## [Data provided]
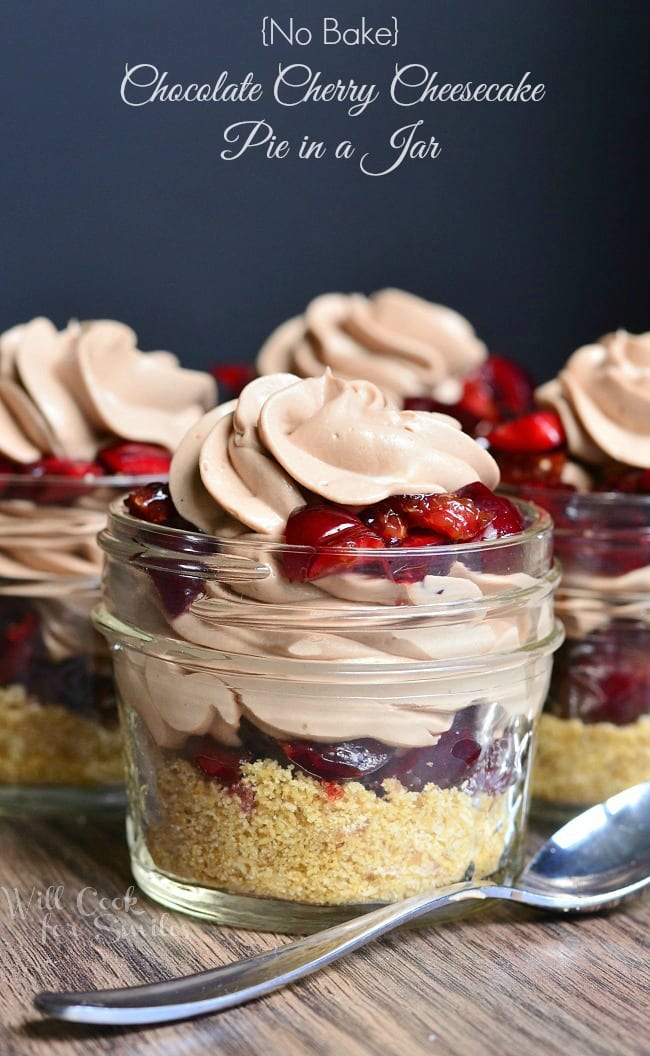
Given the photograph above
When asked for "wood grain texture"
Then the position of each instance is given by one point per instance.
(502, 982)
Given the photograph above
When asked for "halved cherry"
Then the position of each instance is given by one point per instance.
(455, 516)
(134, 459)
(538, 432)
(497, 390)
(231, 378)
(72, 469)
(626, 479)
(153, 504)
(604, 677)
(505, 517)
(386, 520)
(342, 761)
(221, 764)
(333, 533)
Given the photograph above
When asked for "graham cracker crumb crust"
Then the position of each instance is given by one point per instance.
(43, 743)
(580, 762)
(281, 834)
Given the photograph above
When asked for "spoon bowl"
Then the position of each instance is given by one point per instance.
(593, 862)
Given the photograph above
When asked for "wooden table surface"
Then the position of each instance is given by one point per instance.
(502, 982)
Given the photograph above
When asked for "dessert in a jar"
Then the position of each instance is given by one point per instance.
(585, 455)
(331, 642)
(424, 356)
(83, 415)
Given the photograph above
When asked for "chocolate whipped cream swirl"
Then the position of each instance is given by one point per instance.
(65, 392)
(286, 439)
(603, 397)
(400, 342)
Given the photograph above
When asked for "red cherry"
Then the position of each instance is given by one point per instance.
(535, 469)
(604, 677)
(628, 481)
(499, 389)
(464, 414)
(385, 519)
(20, 642)
(325, 528)
(153, 504)
(505, 519)
(455, 516)
(74, 468)
(538, 432)
(221, 764)
(232, 377)
(345, 760)
(57, 493)
(135, 459)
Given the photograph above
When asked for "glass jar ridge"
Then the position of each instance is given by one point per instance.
(595, 729)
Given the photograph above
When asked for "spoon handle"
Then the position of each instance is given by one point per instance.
(232, 984)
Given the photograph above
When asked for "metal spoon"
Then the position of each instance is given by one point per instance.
(595, 861)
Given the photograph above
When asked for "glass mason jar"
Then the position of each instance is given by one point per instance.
(594, 736)
(60, 747)
(300, 751)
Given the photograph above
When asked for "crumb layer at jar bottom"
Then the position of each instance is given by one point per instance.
(580, 764)
(49, 745)
(283, 834)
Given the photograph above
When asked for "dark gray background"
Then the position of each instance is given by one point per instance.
(533, 222)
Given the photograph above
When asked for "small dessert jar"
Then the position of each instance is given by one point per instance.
(594, 736)
(298, 752)
(60, 747)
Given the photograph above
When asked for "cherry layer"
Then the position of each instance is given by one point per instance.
(604, 677)
(497, 391)
(332, 533)
(462, 757)
(118, 458)
(128, 458)
(72, 683)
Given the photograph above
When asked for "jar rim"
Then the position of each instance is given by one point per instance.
(539, 520)
(114, 481)
(597, 500)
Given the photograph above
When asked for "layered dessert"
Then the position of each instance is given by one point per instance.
(333, 641)
(83, 413)
(585, 455)
(424, 356)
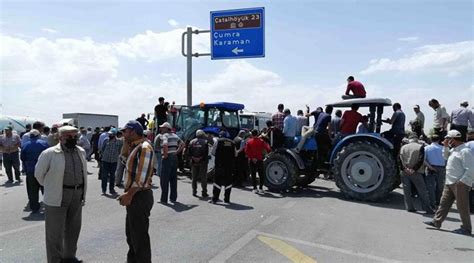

## [What the exercise asks]
Pull every line from the listing above that contains the string "dessert", and reproduce each one unchanged.

## [Answer to this problem]
When asked for "dessert in a jar"
When asked for "small dessert jar"
When asked for "layered dessert"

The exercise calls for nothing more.